(Beginning of RECORDS SHOWN)

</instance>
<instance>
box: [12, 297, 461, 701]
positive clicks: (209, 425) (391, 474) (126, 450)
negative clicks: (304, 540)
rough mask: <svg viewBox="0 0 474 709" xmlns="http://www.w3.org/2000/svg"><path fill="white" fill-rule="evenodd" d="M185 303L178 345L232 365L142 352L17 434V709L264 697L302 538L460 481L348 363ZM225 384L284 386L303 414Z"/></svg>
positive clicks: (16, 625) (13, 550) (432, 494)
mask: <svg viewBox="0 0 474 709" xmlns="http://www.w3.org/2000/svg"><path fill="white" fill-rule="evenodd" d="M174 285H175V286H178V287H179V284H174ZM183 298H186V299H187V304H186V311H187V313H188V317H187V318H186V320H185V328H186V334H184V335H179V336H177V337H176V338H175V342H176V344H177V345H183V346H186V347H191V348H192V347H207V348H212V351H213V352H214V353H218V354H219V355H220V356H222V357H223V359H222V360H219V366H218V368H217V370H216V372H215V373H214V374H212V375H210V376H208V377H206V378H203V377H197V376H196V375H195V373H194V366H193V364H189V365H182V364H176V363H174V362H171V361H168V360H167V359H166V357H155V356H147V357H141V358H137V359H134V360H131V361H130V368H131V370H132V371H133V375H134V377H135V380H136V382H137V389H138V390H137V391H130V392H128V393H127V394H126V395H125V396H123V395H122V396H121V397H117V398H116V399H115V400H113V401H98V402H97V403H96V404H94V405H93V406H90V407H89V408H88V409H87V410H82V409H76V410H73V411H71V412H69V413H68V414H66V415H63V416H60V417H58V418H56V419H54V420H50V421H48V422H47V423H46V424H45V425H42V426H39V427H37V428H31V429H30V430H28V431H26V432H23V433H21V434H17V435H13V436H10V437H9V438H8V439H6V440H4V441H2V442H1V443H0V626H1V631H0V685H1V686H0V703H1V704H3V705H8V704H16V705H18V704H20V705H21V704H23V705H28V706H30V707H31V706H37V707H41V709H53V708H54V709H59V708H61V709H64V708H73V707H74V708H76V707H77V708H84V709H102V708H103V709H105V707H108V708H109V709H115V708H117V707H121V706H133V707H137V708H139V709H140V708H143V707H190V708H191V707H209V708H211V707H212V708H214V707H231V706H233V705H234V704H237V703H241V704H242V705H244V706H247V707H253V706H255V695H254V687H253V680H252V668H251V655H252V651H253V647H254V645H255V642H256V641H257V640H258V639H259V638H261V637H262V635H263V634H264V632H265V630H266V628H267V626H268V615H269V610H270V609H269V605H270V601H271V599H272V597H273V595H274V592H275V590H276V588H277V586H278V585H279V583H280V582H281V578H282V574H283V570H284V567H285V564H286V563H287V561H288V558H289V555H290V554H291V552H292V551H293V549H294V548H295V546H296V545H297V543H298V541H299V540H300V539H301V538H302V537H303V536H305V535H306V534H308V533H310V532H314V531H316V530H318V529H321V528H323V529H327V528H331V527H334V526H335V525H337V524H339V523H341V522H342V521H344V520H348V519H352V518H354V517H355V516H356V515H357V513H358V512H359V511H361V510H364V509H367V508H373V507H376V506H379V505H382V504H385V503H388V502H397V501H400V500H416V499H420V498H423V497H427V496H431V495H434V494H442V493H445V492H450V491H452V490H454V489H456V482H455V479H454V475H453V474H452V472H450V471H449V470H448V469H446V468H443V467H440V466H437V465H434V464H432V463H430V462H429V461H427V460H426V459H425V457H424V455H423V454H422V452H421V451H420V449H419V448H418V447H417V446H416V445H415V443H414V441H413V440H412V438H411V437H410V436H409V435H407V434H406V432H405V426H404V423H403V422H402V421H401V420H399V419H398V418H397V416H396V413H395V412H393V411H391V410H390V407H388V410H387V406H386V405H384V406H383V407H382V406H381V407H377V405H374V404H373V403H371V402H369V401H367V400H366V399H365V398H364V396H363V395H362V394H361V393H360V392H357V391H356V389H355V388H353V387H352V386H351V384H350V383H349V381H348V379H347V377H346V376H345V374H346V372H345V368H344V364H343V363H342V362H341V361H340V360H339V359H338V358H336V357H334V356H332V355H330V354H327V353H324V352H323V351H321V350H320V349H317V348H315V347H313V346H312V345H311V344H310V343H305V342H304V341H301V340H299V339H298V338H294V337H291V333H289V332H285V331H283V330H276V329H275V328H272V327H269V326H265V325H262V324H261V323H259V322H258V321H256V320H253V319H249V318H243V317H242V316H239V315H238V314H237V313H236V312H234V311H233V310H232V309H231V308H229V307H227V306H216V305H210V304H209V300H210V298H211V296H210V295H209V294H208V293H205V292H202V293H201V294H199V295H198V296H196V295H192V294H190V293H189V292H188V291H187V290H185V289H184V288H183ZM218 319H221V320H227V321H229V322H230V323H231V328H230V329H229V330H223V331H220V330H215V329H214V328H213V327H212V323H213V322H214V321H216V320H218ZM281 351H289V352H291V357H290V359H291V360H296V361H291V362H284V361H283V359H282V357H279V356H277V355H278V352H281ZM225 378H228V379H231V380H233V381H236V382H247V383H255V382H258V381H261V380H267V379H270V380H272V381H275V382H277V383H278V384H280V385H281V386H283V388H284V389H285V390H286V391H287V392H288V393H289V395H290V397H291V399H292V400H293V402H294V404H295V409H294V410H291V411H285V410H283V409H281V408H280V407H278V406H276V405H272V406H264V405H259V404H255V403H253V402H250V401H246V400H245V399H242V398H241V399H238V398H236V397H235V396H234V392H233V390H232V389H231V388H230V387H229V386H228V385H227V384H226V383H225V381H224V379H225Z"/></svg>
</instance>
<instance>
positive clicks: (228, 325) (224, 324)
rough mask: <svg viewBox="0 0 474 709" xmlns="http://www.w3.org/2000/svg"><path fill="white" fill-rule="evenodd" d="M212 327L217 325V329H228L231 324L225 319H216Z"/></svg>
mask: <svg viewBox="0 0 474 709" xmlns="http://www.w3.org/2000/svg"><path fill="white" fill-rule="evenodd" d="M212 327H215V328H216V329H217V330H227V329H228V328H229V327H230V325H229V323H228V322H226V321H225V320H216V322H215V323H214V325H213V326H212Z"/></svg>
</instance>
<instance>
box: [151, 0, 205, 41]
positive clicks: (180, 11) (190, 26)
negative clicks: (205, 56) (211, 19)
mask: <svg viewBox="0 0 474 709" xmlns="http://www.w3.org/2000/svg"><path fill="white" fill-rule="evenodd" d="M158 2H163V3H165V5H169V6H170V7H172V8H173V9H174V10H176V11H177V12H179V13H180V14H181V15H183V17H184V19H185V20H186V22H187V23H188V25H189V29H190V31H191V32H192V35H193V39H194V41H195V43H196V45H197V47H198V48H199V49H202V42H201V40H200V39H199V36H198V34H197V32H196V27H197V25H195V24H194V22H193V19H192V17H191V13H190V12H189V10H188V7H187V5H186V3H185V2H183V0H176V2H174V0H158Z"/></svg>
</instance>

(End of RECORDS SHOWN)

§ EXERCISE PROMPT:
Retype everything from the first line of the rows above down to the line containing "positive clicks: (16, 625)", both ends included.

§ REPLY:
</instance>
<instance>
box: [12, 297, 461, 701]
positive clicks: (209, 425) (391, 474) (126, 450)
negative clicks: (304, 540)
rough mask: <svg viewBox="0 0 474 709" xmlns="http://www.w3.org/2000/svg"><path fill="white" fill-rule="evenodd" d="M185 303L178 345L232 365L142 352L17 434V709L264 697L302 538L460 481L348 363ZM225 384L284 386L303 414Z"/></svg>
positive clicks: (16, 625) (13, 550) (432, 494)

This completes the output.